▶ [DESCRIPTION OF THE TASK]: Please return the full listing exactly as written, with the images removed.

▶ [DATA SHOWN]:
*** Block opens ***

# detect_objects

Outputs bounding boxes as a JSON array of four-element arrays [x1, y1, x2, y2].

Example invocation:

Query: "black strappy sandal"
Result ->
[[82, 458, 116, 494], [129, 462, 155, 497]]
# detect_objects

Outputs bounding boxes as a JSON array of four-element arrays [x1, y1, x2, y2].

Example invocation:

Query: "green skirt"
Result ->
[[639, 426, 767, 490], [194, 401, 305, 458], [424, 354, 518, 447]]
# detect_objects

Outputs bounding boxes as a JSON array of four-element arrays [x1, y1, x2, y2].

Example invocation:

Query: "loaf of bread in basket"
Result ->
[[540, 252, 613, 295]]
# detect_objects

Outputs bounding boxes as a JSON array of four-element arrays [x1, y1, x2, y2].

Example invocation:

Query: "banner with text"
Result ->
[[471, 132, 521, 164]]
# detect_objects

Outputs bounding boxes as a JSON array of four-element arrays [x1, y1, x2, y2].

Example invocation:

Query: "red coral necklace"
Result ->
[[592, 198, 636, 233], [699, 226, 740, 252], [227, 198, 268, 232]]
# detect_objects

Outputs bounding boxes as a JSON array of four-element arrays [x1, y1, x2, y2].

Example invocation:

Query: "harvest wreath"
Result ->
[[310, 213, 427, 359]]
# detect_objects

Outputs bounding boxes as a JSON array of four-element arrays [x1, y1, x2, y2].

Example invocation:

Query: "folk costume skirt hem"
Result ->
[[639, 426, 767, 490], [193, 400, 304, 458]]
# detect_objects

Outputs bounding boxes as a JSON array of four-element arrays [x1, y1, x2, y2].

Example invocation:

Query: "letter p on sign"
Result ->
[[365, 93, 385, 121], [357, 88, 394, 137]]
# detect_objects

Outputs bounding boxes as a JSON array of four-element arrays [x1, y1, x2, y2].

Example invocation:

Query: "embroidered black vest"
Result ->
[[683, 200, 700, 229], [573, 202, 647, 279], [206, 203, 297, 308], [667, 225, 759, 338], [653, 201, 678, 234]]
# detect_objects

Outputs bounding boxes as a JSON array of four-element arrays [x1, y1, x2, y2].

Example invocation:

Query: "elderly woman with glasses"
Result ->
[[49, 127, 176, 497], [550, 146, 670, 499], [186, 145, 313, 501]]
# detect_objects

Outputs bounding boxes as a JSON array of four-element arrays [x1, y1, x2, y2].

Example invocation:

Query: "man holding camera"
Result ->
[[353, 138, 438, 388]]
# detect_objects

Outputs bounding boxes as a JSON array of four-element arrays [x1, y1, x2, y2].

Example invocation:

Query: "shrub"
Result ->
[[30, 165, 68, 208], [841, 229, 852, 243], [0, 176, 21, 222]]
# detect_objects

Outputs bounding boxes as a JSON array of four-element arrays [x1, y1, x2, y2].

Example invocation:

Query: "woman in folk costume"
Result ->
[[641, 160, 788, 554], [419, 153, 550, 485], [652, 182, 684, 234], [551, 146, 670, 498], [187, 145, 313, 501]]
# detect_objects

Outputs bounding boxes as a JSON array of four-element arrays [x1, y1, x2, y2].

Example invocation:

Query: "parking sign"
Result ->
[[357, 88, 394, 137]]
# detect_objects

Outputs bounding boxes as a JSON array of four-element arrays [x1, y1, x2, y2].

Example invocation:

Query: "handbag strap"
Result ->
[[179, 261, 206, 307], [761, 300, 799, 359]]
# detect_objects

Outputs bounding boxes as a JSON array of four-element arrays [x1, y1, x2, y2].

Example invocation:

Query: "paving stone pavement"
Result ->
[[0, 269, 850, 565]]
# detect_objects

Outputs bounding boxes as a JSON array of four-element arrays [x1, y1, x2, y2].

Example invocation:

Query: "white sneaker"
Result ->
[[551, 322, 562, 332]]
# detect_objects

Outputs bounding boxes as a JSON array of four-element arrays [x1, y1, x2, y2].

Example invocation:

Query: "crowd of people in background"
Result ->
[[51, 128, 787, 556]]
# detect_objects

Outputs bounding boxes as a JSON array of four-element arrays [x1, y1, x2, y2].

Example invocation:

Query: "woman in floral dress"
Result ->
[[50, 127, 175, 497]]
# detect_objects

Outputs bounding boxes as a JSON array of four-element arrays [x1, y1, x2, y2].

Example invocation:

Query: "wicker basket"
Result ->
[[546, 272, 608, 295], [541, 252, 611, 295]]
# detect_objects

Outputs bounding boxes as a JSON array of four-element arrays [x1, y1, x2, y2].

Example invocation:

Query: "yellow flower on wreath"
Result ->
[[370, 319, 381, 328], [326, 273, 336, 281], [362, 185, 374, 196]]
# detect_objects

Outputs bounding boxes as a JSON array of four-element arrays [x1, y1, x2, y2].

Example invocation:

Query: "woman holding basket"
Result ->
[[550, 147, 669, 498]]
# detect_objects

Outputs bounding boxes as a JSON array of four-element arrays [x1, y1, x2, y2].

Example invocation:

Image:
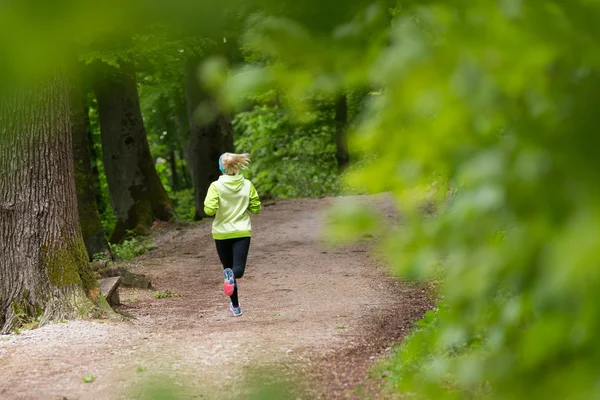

*** Block closes ***

▶ [RESULT OF THIS TASK]:
# detect_objects

Outputs bounding boxes as a JSON array of four-element arrays [x1, y1, x2, y2].

Example invocation:

Query: "black strappy sandal"
Result ->
[[82, 458, 116, 494], [129, 462, 155, 497]]
# detect_objects

Outputs bounding boxes as a JSON array of four-element arrays [x1, y1, x2, y2].

Example invocation:

Query: "green skirt"
Result ->
[[639, 426, 767, 490], [194, 401, 305, 458], [424, 354, 518, 447]]
# detect_objects

Outputs bounding boxes as a JSON array of four-element arrays [x1, y1, x2, y2].

Example invocation:

Query: "loaf of bread in basket"
Result ->
[[540, 252, 613, 295]]
# detect_objects

Outputs bounding boxes as a JSON array of four-element arrays [x1, y1, x2, y2].

Example invocation:

Query: "banner with text"
Result ->
[[471, 132, 521, 164]]
# detect_objects

Outputs bounding boxes as a JSON array of four-element arrays [x1, y1, x2, y2].

Example invocation:

Query: "red coral necklace"
Result ->
[[592, 198, 636, 233], [699, 226, 740, 252], [227, 198, 268, 232]]
# detect_objects

Outputs bounding boxes as a JSON array of four-element arrays [x1, y1, x2, y2].

Example invocation:

Query: "harvest wreath"
Result ->
[[310, 213, 427, 359]]
# detect_objects

Outputs bounding boxes as a JSON array of four-element arrays [x1, y1, x2, y2].

Example invocation:

Query: "folk costume skirt hem"
Result ->
[[639, 426, 767, 490], [193, 400, 304, 458]]
# detect_objects

Outputs bounding boxes as a JSON array of four-element arrays [x1, y1, x2, y2].

Example invocation:

Query: "letter p on sign"
Result ->
[[365, 93, 385, 121], [357, 88, 394, 137]]
# detect_objects

Outputs bounding boxes as a JSON array of four-element arrays [x1, y1, x2, y2].

Example invocation:

Query: "embroidered black vest"
Result ->
[[683, 200, 700, 229], [573, 202, 647, 279], [206, 203, 297, 308], [667, 225, 759, 338], [653, 201, 678, 234]]
# detect_objects

Outputs bounding boxes as a JSON array of four-element arrays [x1, y1, x2, y2].

Example invocation:

Query: "elderly woman with glasses"
Result ->
[[49, 127, 176, 497], [550, 146, 670, 499], [186, 145, 313, 501]]
# detect_objects

Outputs bounding boxes as a JSON array of four-element arrays [x1, y1, x2, y2].

Example invocation:

Query: "man holding camera"
Result ->
[[353, 138, 438, 388]]
# detect_objects

Outputs bounding boxes as a JSON array of four-element arrays [x1, y1, x2, y2].

Example invocation:

Query: "shrub"
Result ->
[[30, 165, 68, 208], [841, 229, 852, 243], [0, 176, 21, 222]]
# detect_objects

Outputs bounding boxes as a JSON array of four-element arrays [x1, y1, x2, y2].

Example invocation:

Query: "woman in folk costume"
Result ->
[[641, 160, 788, 554], [419, 153, 550, 485], [652, 182, 684, 234], [551, 146, 670, 498], [187, 145, 313, 501]]
# detect_objects

Outputs bounding boxes as a JSON array of four-element arrays [x1, y1, x2, y2].

Example invocation:

Query: "parking sign"
Result ->
[[357, 88, 394, 137]]
# detect_objects

Outputs bounding boxes as a JSON array of four-element arrays [x1, y1, x2, y2].

Example invocation:

Query: "handbag strap"
Result ->
[[179, 261, 206, 307], [761, 300, 799, 359]]
# detect_objects

Outputs bounding boxes as a JSON array of four-element arrays [x1, y1, x2, y2].

Example invocation:

Query: "paving stone pavement"
Result ->
[[0, 269, 850, 565]]
# detect_objects

Outputs bounding boxes as a JSON array of four-element arrays [x1, y1, x2, y2].

Example invocation:

Query: "white sneaker"
Result ->
[[551, 322, 562, 332]]
# detect_objects

Outputs bounding boxes as a JSON array of four-element arrays [x1, y1, x2, y2].

Example invocation:

Query: "crowd of people in background"
Result ->
[[51, 128, 787, 556]]
# detect_objects

Outputs bounding boxes as a JSON array of four-element arrays [x1, y1, x2, y2].

Example invocation:

Query: "woman in floral dress"
Result ->
[[50, 127, 175, 497]]
# detect_objects

Outputs bounding boxes as a JSON array of four-element arrays [x1, y1, x2, y2].

Example invocation:

Query: "wicker basket"
Result ->
[[546, 272, 608, 295], [541, 252, 611, 295]]
# detect_objects

Outputs bounding boxes as a JSON array of four-element arrays [x1, y1, x2, y2].

Example invocation:

Query: "yellow flower on wreath"
Result ->
[[370, 319, 381, 328], [326, 273, 336, 281], [362, 185, 374, 196]]
# detect_objects

Outputs bounding boxes as a JSON array of four-element arrays [x1, y1, x2, y2].

Example invocation:

Query: "woman holding basket"
Result ->
[[550, 147, 669, 498]]
# detect_objects

Outputs bounding boxes as a JSON array of four-element arrays [x1, y1, x2, y2].

Example invocation:

Image:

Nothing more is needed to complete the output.